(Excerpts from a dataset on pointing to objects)
************

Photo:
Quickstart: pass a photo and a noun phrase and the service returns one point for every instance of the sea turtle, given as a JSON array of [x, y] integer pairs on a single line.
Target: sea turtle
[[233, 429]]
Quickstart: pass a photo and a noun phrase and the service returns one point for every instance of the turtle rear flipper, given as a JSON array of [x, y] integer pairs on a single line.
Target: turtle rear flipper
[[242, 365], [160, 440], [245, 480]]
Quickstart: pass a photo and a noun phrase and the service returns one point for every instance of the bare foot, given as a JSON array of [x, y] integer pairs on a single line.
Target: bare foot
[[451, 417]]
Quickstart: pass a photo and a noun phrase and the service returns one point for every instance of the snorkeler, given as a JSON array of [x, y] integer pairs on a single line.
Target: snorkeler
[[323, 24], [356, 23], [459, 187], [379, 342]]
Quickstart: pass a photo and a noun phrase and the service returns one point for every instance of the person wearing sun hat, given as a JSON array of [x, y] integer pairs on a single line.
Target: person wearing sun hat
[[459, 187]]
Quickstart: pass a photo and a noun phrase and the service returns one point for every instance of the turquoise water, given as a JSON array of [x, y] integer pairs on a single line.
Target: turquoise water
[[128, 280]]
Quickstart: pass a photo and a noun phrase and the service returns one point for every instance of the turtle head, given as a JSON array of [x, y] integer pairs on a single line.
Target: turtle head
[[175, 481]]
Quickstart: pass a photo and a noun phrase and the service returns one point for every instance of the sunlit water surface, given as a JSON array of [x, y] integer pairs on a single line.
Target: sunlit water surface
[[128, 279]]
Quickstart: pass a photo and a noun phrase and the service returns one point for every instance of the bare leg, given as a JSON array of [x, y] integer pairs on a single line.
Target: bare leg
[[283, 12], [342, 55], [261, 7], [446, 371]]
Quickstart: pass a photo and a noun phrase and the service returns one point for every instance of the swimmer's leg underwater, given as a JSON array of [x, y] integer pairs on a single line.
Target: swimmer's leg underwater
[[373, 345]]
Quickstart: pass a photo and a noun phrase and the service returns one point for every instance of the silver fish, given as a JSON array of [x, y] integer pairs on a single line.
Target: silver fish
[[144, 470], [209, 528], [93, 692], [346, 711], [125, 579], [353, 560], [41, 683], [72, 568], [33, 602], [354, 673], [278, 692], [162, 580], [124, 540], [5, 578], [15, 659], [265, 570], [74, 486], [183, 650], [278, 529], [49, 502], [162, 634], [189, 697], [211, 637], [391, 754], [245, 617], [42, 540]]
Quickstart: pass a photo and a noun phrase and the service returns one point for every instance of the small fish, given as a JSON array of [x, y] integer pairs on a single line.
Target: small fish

************

▶ [Your objective] Return all of the material above verbatim, line for line, without changing anything.

▶ [Reply]
Photo:
Quickstart: pass a photo and a noun phrase and the service returns one point for every instance of the sea turtle, given as a JSON array of [x, y] integer pairs on a single line.
Target: sea turtle
[[233, 429]]
Quickstart: pass a photo and a noun phrase and the service returns one point for every instance of the turtle rear flipper, given as a JSON array of [x, y] integer pairs on a single line.
Target: turtle rear flipper
[[242, 365], [160, 440], [245, 480]]
Quickstart: pass a photo and a noun phrase and the service returns one point for every instance of the bare foot, given as a JSON array of [x, y] integer pairs on a single line.
Target: bare foot
[[451, 417]]
Quickstart: pass a photo and a noun phrase and the service returns one point for every instance of the snorkeler, given as a JSON array of [x, y] integer pairs on a single line.
Target: snorkeler
[[323, 24], [356, 23], [459, 187], [379, 342]]
Quickstart: pass a photo and a noun phrase and the service returns one point for every instance of the person wearing sun hat, given as a JSON array of [x, y] integer pairs on a single line.
Target: person wearing sun hat
[[459, 187]]
Quickstart: pass a photo and a noun phrase and the service returns one point for every instance of the turquoise water, given as a JSON array of [x, y] integer pairs on a single line.
Target: turquoise water
[[128, 280]]
Quickstart: pass a photo and a noun phrase and the service returns one point for every instance of the turtle head, given as a JSON array of [x, y] integer pairs on a single line.
Target: turtle head
[[175, 481]]
Quickstart: pass a photo and a noun phrase and the service returns one point for every instance of the sunlit water surface, given as a JSON array of [x, y] integer pairs on a single line.
Target: sunlit water surface
[[128, 279]]
Quickstart: pass a photo and a noun phrase and the service returns one point for every instance of the bare leg, given as a JSON array of [x, y] integer pairs on a single line.
Target: bare leg
[[283, 12], [342, 55], [261, 7], [446, 371]]
Quickstart: pass a photo and a noun phrase and the service returns one point for every instance of the swimmer's leg underwater, given as a JSON array of [x, y] integer pairs on a single line.
Target: swimmer's leg underwater
[[373, 345]]
Quickstart: pass a photo and a noun phrase and the service returns one point for every instance of the silver fish, given as a JSON array of [x, y] integer pairs on a single line.
Target: silver fish
[[144, 470], [209, 528], [93, 692], [346, 711], [125, 579], [353, 560], [41, 683], [72, 568], [33, 602], [354, 673], [278, 692], [162, 580], [124, 540], [5, 578], [15, 659], [265, 570], [74, 486], [183, 650], [278, 529], [49, 502], [162, 634], [189, 697], [211, 637], [391, 754], [245, 617], [42, 540]]
Quickstart: pass a photo and a noun phrase and the service returns one point for every instance of the small fish, given as a JSON array of [x, y] integer pairs on a single line.
Target: small fish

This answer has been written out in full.